**WORK INSTRUCTIONS:**
Continue the article about Trump's "Islamic Republic of Japan" remark, starting right after its last sentence.

**TEXT PROVIDED:**

Donald Trump
Trump Raises Cognitive Concerns After Falsely Claiming ‘Islamic Republic of Japan’ Attacked Us Carrier Gage Skidmore/Flickr CC BY-SA 4.0

Donald Trump told a room full of NATO leaders that America's aircraft carrier had come under fire from the 'Islamic Republic of Japan', a nation that has not fired a shot at the United States since 1945.

The 80-year-old president made the remark on 8 July 2026 during a press appearance in Ankara, Turkey, seated alongside Ukrainian President Volodymyr Zelensky. He appeared to be describing an Iranian missile barrage aimed at the USS Abraham Lincoln, but repeatedly substituted Japan for Iran without correcting himself. The gaffe has reignited a long-running debate over the ageing president's mental sharpness.

The Ankara Remark

Trump was fielding a question about whether Europe could manufacture Patriot missile interceptors under licence for Ukraine when he pivoted to an anecdote about the Abraham Lincoln, calling it one of the most beautiful and biggest carriers in the world.

'We had 111 missiles shot by the Islamic Republic of Japan,' Trump said, according to a transcript of the exchange. 'They were shot at the aircraft carrier over a period of about one hour.'

He went on to claim every missile was intercepted, mostly by Patriot batteries, using the anecdote to make the case for continued US defence sales. Iran's official name is the Islamic Republic of Iran; Japan has no role in the ongoing US-Iran conflict and has not fired on American forces in nearly a century, since its defeat in the Second World War and subsequent transformation into one of Washington's closest allies. No confirmed incident matches the 111-missile scenario Trump described.

Renewed Scrutiny Over the President's Fitness

The clip spread rapidly on social media, with commentators and Democratic lawmakers seizing on it as fresh evidence of decline. Political commentator Vince Wilson wrote that the 25th Amendment 'couldn't be clearer', referencing the constitutional provision allowing the vice president and cabinet officials to declare a president unable to discharge his duties.

House Judiciary Committee ranking member Jamie Raskin has pushed the issue before. In a formal letter, Raskin pressed White House physician Sean Barbabella for a fuller neurological evaluation, saying experts have repeatedly warned the president is exhibiting signs consistent with dementia and cognitive decline.

**DATA SHOWN:**
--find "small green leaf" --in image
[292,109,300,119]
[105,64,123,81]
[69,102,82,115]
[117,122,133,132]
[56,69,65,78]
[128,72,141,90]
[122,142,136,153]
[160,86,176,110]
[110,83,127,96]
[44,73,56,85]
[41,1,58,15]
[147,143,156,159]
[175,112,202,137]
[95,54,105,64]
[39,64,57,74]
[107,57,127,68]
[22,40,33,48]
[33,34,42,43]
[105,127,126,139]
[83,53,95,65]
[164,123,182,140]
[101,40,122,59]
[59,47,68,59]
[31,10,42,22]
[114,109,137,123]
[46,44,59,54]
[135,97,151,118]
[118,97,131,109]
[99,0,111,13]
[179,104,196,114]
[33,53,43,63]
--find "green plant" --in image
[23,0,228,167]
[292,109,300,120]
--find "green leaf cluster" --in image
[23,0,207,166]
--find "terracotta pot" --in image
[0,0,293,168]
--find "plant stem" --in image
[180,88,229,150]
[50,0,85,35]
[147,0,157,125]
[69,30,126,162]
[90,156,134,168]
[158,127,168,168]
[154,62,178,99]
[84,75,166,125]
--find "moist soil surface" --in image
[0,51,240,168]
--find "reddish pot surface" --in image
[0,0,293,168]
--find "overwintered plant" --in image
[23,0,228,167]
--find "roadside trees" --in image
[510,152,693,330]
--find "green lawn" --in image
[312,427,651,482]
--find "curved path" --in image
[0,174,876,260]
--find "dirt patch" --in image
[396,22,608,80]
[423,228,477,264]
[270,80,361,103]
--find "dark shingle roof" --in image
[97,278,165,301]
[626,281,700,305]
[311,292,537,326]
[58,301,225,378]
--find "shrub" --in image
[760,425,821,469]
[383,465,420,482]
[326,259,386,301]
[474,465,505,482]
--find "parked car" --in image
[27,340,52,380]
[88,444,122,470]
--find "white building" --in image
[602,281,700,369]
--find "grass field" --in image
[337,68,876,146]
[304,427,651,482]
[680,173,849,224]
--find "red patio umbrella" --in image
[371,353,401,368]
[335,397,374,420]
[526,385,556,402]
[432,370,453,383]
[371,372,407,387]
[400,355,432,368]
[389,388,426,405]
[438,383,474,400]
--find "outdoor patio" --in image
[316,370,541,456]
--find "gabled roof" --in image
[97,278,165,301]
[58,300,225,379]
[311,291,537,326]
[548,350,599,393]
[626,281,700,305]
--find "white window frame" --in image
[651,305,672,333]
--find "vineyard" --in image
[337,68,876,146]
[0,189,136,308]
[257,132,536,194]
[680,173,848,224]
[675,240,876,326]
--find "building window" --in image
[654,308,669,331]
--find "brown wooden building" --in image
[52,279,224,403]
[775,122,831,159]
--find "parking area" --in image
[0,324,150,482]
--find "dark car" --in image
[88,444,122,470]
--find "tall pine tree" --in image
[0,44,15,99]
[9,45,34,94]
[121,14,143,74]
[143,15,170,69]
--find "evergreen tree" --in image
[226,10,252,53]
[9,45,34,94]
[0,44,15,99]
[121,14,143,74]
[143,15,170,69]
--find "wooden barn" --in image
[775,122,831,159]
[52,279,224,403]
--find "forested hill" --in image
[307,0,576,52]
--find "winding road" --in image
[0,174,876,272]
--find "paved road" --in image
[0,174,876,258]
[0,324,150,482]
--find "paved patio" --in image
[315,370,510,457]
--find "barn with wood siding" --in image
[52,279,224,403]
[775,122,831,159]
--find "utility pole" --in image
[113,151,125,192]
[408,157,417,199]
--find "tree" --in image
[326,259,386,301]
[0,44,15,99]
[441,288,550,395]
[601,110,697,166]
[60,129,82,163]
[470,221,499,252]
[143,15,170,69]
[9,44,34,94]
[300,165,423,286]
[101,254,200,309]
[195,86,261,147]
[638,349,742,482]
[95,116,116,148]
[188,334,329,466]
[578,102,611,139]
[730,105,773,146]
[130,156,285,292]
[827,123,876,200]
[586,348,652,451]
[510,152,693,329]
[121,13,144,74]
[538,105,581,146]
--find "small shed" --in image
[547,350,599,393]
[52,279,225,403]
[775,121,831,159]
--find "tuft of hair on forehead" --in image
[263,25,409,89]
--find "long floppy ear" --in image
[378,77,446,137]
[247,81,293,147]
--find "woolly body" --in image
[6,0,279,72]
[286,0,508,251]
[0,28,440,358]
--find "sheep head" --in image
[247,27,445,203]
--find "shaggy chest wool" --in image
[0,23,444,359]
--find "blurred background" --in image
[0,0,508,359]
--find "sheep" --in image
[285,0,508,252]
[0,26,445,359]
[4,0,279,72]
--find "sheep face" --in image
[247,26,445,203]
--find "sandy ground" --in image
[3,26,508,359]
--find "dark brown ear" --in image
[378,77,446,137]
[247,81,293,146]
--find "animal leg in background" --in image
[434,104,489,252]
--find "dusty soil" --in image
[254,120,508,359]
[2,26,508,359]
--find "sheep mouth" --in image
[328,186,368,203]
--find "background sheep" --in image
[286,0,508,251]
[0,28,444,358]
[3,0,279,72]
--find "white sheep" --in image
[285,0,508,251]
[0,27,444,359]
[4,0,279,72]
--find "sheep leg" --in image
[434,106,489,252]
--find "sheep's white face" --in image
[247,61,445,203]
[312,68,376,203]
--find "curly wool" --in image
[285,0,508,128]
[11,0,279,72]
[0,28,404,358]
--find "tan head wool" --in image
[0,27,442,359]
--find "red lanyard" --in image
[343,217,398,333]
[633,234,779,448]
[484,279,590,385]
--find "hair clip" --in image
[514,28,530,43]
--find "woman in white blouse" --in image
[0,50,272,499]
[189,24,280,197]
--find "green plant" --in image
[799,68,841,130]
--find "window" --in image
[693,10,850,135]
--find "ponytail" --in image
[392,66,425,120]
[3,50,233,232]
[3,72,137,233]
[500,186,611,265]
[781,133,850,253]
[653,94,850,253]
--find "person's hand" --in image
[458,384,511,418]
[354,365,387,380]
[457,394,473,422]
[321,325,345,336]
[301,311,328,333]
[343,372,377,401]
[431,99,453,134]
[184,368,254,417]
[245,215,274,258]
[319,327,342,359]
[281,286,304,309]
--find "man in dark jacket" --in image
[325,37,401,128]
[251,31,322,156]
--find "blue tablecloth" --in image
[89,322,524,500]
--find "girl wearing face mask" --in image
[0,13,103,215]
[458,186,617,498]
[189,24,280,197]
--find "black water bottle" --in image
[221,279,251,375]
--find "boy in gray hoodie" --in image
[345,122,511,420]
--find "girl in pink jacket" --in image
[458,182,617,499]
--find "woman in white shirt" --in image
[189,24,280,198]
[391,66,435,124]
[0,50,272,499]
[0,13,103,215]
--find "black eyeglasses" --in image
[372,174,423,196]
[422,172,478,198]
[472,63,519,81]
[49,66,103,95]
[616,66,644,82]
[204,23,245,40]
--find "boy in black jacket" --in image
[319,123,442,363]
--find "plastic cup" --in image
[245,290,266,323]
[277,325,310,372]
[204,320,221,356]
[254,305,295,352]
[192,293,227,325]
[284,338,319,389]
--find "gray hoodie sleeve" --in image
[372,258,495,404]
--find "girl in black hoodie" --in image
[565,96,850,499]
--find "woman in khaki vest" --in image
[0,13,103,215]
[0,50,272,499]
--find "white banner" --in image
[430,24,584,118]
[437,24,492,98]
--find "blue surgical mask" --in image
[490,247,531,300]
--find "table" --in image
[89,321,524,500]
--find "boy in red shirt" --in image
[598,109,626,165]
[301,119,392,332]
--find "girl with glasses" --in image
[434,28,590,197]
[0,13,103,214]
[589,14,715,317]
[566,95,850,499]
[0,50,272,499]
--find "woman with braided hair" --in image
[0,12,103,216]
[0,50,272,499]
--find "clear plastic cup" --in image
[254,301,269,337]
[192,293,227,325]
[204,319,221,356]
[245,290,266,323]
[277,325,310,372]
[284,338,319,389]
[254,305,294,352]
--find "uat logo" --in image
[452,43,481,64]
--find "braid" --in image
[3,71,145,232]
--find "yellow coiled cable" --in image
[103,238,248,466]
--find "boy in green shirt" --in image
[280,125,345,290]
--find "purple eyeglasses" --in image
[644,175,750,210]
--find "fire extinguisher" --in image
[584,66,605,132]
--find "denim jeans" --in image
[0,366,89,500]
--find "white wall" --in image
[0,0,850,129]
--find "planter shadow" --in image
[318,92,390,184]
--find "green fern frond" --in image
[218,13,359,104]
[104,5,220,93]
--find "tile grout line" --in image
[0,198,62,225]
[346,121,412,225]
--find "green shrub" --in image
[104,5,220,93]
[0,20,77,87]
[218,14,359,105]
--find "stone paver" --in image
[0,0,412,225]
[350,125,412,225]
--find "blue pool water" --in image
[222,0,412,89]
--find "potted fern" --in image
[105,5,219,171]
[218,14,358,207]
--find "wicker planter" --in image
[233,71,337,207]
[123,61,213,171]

**ANSWER SPACE:**
The Ankara gaffe is not isolated. In January at Davos, Trump mistakenly called Greenland 'Iceland' and required Press Secretary Karoline Leavitt to remind him of the name of his own father's medical condition, ultimately supplying the word 'Alzheimer's' herself. A Reuters/Ipsos poll conducted in February found 61 per cent of Americans believe Trump has become erratic with age, while 49 per cent do not think he is mentally sharp enough to handle the presidency.

Doctors, Family, and the White House Respond

Medical commentators have weighed in repeatedly. Dr Vin Gupta, an NBC News medical analyst, said Trump's habit of publicly boasting about repeat Montreal Cognitive Assessment results is not the reassurance the president believes it to be, noting that patients who take the test so frequently are typically being monitored for early-stage impairment.

Psychologist Dr John Gartner has argued the president is showing a 'massive increase' in clinical signs consistent with dementia, pointing to rambling speech and mid-sentence topic changes. Mary Trump, a clinical psychologist, told CNN's Erin Burnett she has observed the same pattern she once saw in her grandfather, Fred Trump Sr, who died with Alzheimer's-related dementia. In her view, it is 'rapidly getting worse'.

The White House has consistently rejected the criticism. Spokesperson Liz Huston previously told reporters Trump is 'the sharpest, most accessible, and energetic president in modern American history', while Trump himself has repeatedly cited his cognitive test scores, writing on Truth Social in January that doctors found him in 'PERFECT HEALTH' after acing the exam for a third consecutive time.

The White House had not issued a fresh statement addressing Wednesday's 'Islamic Republic of Japan' remark at the time of writing.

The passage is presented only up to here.